- What this exercise asks -
1. The passage on ball sealer seats names several types that the seat may be. List every one of those seat types.
2. Extend the passage on ball sealer seats with new writing that begins after its last sentence, the one about the outer diameters of the ball sealers.

Additionally or alternatively, it is also within the scope of the present disclosure that ball sealer seat 116 (and/or a material of construction thereof) may be selected to improve formation of the fluid seal with the ball sealer and/or to resist damage during flow of fluid, granular materials, and/or proppant therethrough. As illustrative, non-exclusive examples, the ball sealer seat may include and/or be an erosion-resistant ball sealer seat, a corrosion-resistant ball sealer seat, a hardened ball sealer seat, a resilient ball sealer seat, an elastomeric ball sealer seat, and/or a compliant ball sealer seat. Accordingly, the ball sealer seat may be constructed of, be coated with, be lined with, and/or include (i) a material and/or composition (including, but not limited to, a carbide seat or a carbide insert or engagement surface for a seat that is formed from a different composition, such as the same composition as the housing body) that is harder and/or more resistant to abrasion than the material from which housing body 112 is formed, (ii) a material that is less reactive and/or more resistant to corrosion (in wellbore environments) than the material from which housing body 112 is formed, and/or (iii) a material that is softer and/or more resilient, and/or compressible, and/or compliant than the material from which housing body 112 is formed.
It is within the scope of the present disclosure that ball sealer sealing surface 117 may define any suitable diameter, or inner diameter. As illustrative, non-exclusive examples, the inner diameter of the ball sealer sealing surface may be at least 0.5 centimeters (cm), at least 0.6 cm, at least 0.7 cm, at least 0.8 cm, at least 0.9 cm, at least 1 cm, or at least 1.1 cm. Additionally or alternatively, the inner diameter of the ball sealer sealing surface also may be less than 1.5 cm, less than 1.4 cm, less than 1.3 cm, less than 1.2 cm, less than 1.1 cm, or less than 1 cm.
It is also within the scope of the present disclosure that the inner diameter of the ball sealer sealing surface may be selected relative to an outer diameter of a ball sealer that is configured to form the fluid seal therewith. As illustrative, non-exclusive examples, the inner diameter of the ball sealer sealing surface may be at least 25%, at least 30%, at least 35%, at least 40%, at least 45%, at least 50%, at least 55%, at least 60%, at least 65%, at least 70%, or at least 75% of an outer diameter of the ball sealer. Additionally or alternatively, the inner diameter of the ball sealer sealing surface also may be less than 95%, less than 90%, less than 85%, less than 80%, less than 75%, less than 70%, less than 65%, less than 60%, less than 55%, less than 50%, less than 45%, or less than 40% of the outer diameter of the ball sealer.
Illustrative, non-exclusive examples of outer diameters of ball sealers that may be utilized with the systems and methods according to the present disclosure include outer diameters of at least 1 cm, at least 1.1 cm, at least 1.2 cm, at least 1.3 cm, at least 1.4 cm, at least 1.5 cm, at least 1.6 cm, at least 1.7 cm, at least 1.8 cm, at least 1.9 cm, or at least 2 cm. Additionally or alternatively, the outer diameter of the ball sealers also may be less than 3 cm, less than 2.9 cm, less than 2.8 cm, less than 2.7 cm, less than 2.6 cm, less than 2.5 cm, less than 2.4 cm, less than 2.3 cm, less than 2.2 cm, less than 2.1 cm, or less than 2 cm.

- Supplied entries -
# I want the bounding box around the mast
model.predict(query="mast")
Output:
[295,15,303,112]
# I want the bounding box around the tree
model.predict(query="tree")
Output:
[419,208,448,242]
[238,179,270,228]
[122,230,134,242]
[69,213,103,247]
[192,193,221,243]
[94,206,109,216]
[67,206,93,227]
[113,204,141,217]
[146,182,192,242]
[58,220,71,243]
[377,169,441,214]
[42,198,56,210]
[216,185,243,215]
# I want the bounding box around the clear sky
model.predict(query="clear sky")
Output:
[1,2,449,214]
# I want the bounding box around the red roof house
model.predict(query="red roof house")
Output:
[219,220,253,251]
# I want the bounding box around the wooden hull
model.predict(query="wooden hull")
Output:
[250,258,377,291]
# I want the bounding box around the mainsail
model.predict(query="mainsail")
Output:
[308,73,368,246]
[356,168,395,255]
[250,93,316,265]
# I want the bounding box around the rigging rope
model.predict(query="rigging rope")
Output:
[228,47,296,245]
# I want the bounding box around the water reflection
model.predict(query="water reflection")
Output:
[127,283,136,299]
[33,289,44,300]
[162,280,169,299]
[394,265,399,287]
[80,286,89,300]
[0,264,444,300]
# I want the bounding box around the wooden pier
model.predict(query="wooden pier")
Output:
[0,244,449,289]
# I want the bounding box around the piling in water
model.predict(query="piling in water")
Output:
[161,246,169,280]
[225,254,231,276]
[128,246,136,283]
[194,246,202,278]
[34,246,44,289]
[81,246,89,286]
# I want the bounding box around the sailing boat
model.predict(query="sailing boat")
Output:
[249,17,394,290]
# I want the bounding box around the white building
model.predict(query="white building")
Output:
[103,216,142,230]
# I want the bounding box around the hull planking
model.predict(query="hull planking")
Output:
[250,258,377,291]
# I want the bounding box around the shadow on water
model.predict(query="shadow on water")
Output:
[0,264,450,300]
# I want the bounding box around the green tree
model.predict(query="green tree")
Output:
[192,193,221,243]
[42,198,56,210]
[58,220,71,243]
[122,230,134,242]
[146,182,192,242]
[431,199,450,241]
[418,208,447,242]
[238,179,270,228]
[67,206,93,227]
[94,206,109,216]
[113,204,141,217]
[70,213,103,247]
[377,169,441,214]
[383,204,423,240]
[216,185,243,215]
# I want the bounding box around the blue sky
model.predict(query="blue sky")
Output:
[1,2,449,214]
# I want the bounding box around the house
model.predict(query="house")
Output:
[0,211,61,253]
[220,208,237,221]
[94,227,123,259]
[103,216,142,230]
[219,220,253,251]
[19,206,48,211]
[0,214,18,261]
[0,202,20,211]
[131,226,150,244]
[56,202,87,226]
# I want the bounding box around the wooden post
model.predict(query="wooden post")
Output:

- Answers for the tasks -
1.
- Erosion-resistant ball sealer seat
- Corrosion-resistant ball sealer seat
- Hardened ball sealer seat
- Resilient ball sealer seat
- Elastomeric ball sealer seat
- Compliant ball sealer seat

2.
It is further within the scope of the present disclosure that the inner diameter of the ball sealer sealing surface may be selected relative to an inner diameter of the casing conduit that is defined by the casing string and/or by the inner diameter of the housing conduit that is defined by housing body 112. As illustrative, non-exclusive examples, the inner diameter of the ball sealer sealing surface may be at least 1%, at least 2%, at least 3%, at least 4%, at least 5%, at least 6%, at least 7%, or at least 8% of the inner diameter of the casing conduit. Additionally or alternatively, the inner diameter of the ball sealer sealing surface also may be less than 15%, less than 14%, less than 13%, less than 12%, less than 11%, less than 10%, less than 9%, less than 8%, less than 7%, less than 6%, less than 5%, or less than 4% of the inner diameter of the casing conduit.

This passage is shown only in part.